§ **Quoted passage**

━━━━━━━━━━━━━━━━━━━━

Sethuraman J. Nagalakshmi Ammal v. Govindasami Pillai, C. M. S. A. No. 130 of 1974 (Mad) has also taken the same view, after considering the earlier decision of the Division Bench in Seshayya v. Venkataramayya : AIR1942Mad278 . In that case the sale took place on 26-3-1973, but before the confirmation of the sale the judgment-debtor had applied for setting aside the sale under Section 23-C on the ground that he had applied under Section 19 to scale down the decree. The application under Section 23-C for setting aside the sale on the ground that an application for scaling down the decree debt is pending was allowed by the executing court but on appeal the order setting aside the sale was set aside on the ground that Section 23-C has no application. On a further appeal by the judgment-debtor. Sethuraman J. allowed the appeal observing--

'On a plain reading of this provision it comes for application where any immoveable property, in which any person entitled to the benefits of the Amending Act had an interest, had been sold in execution of a decree on or after the 1st March 1972. This condition is satisfied in the present case because the sale was held after 1st March 1972 i.e., on 26th March 1973. If the sale had been confirmed after 1st March 1972, and before the publication of the amending Act, then the debtor claiming benefits under the Act could apply for setting aside the sale Another contingency was also contemplated, viz., of the judgment-debtor applying within 90 days from the confirmation of the sale.'

The learned Judge distinguished the decision in Seshayya v. Venkataramayya : AIR1942Mad278 on the ground that it dealt with Sec. 23 which was somewhat differently worded and that cannot be applied to interpret the scope of Section 23-C which is differently worded and which clearly con-templates a case where an application for setting aside the sale being made within 90 days of its confirmation which was not the case in Section 23.

8. Thus one point of difference is on the question whether the decisions rendered with reference to Sections 23 and 23-A will govern the interpretation of Section 23-C.

━━━━━━━━━━━━━━━━━━━━

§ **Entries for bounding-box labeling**
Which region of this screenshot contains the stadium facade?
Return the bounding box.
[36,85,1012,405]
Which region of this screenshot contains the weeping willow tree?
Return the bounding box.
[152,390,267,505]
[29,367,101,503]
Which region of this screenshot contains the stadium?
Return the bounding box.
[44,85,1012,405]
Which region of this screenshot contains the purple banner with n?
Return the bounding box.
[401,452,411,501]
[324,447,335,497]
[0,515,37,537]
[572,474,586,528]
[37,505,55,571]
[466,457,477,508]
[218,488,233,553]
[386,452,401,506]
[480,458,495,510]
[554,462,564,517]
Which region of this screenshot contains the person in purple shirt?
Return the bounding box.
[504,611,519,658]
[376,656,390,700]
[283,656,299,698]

━━━━━━━━━━━━━━━━━━━━

§ **Problem statement**
Return the full judgment excerpt on Section 23-C word for word.

§ **Written solution**
Sethuraman J. Nagalakshmi Ammal v. Govindasami Pillai, C. M. S. A. No. 130 of 1974 (Mad) has also taken the same view, after considering the earlier decision of the Division Bench in Seshayya v. Venkataramayya : AIR1942Mad278 . In that case the sale took place on 26-3-1973, but before the confirmation of the sale the judgment-debtor had applied for setting aside the sale under Section 23-C on the ground that he had applied under Section 19 to scale down the decree. The application under Section 23-C for setting aside the sale on the ground that an application for scaling down the decree debt is pending was allowed by the executing court but on appeal the order setting aside the sale was set aside on the ground that Section 23-C has no application. On a further appeal by the judgment-debtor. Sethuraman J. allowed the appeal observing--

'On a plain reading of this provision it comes for application where any immoveable property, in which any person entitled to the benefits of the Amending Act had an interest, had been sold in execution of a decree on or after the 1st March 1972. This condition is satisfied in the present case because the sale was held after 1st March 1972 i.e., on 26th March 1973. If the sale had been confirmed after 1st March 1972, and before the publication of the amending Act, then the debtor claiming benefits under the Act could apply for setting aside the sale Another contingency was also contemplated, viz., of the judgment-debtor applying within 90 days from the confirmation of the sale.'

The learned Judge distinguished the decision in Seshayya v. Venkataramayya : AIR1942Mad278 on the ground that it dealt with Sec. 23 which was somewhat differently worded and that cannot be applied to interpret the scope of Section 23-C which is differently worded and which clearly con-templates a case where an application for setting aside the sale being made within 90 days of its confirmation which was not the case in Section 23.

8. Thus one point of difference is on the question whether the decisions rendered with reference to Sections 23 and 23-A will govern the interpretation of Section 23-C.